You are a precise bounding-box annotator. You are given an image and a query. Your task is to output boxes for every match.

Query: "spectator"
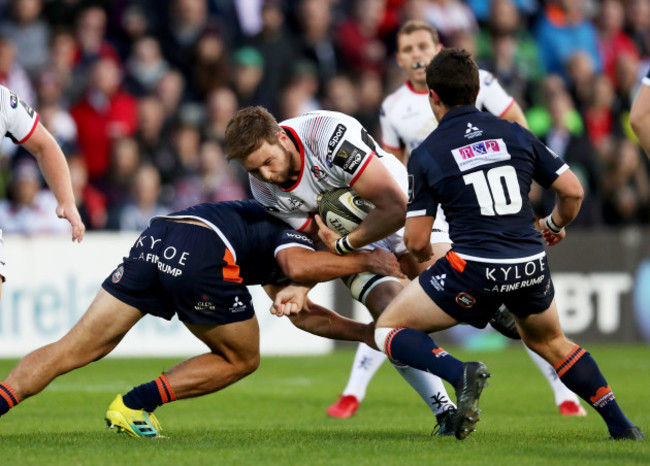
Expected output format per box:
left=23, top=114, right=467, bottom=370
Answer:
left=67, top=155, right=107, bottom=230
left=425, top=0, right=478, bottom=46
left=0, top=35, right=36, bottom=105
left=0, top=0, right=50, bottom=76
left=98, top=138, right=142, bottom=217
left=625, top=0, right=650, bottom=61
left=45, top=29, right=80, bottom=109
left=125, top=36, right=169, bottom=97
left=603, top=139, right=650, bottom=225
left=598, top=0, right=639, bottom=86
left=278, top=61, right=321, bottom=120
left=70, top=58, right=137, bottom=183
left=161, top=0, right=210, bottom=82
left=531, top=91, right=603, bottom=227
left=0, top=158, right=70, bottom=236
left=298, top=0, right=339, bottom=90
left=203, top=87, right=239, bottom=144
left=535, top=0, right=602, bottom=79
left=155, top=69, right=185, bottom=123
left=337, top=0, right=388, bottom=76
left=584, top=76, right=622, bottom=148
left=135, top=94, right=179, bottom=183
left=192, top=30, right=232, bottom=100
left=172, top=141, right=247, bottom=210
left=250, top=1, right=297, bottom=113
left=119, top=163, right=169, bottom=231
left=477, top=0, right=544, bottom=108
left=36, top=71, right=77, bottom=152
left=75, top=4, right=121, bottom=74
left=233, top=46, right=270, bottom=107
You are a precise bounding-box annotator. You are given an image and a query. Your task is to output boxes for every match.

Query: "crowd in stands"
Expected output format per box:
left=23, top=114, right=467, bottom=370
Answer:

──────

TASK DIRECTIONS:
Could you reproduce all of the lines above verbatim, omitting the pictures?

FINISHED TASK:
You are a precise bounding-box annotator. You are given an image and a query. Your task is to output boxes for every match.

Query: "spectator"
Expected output format per box:
left=23, top=114, right=467, bottom=370
Answer:
left=67, top=155, right=107, bottom=230
left=425, top=0, right=478, bottom=46
left=0, top=35, right=36, bottom=105
left=0, top=0, right=50, bottom=76
left=98, top=138, right=142, bottom=217
left=625, top=0, right=650, bottom=61
left=45, top=29, right=80, bottom=109
left=125, top=36, right=169, bottom=97
left=603, top=139, right=650, bottom=225
left=598, top=0, right=639, bottom=86
left=278, top=61, right=321, bottom=120
left=70, top=58, right=137, bottom=183
left=161, top=0, right=210, bottom=82
left=531, top=91, right=603, bottom=227
left=0, top=158, right=70, bottom=236
left=298, top=0, right=339, bottom=90
left=203, top=87, right=239, bottom=144
left=535, top=0, right=602, bottom=79
left=155, top=69, right=185, bottom=123
left=337, top=0, right=388, bottom=76
left=584, top=76, right=622, bottom=148
left=135, top=94, right=179, bottom=183
left=192, top=30, right=232, bottom=100
left=172, top=141, right=247, bottom=210
left=250, top=1, right=297, bottom=113
left=119, top=163, right=169, bottom=231
left=477, top=0, right=544, bottom=108
left=36, top=71, right=77, bottom=152
left=75, top=4, right=121, bottom=74
left=233, top=46, right=270, bottom=107
You are a precise bounding-box annotator. You are given an image and a query. Your task is to output boxes for every match.

Query: "crowd in stands"
Expected output format per box:
left=23, top=114, right=467, bottom=370
Answer:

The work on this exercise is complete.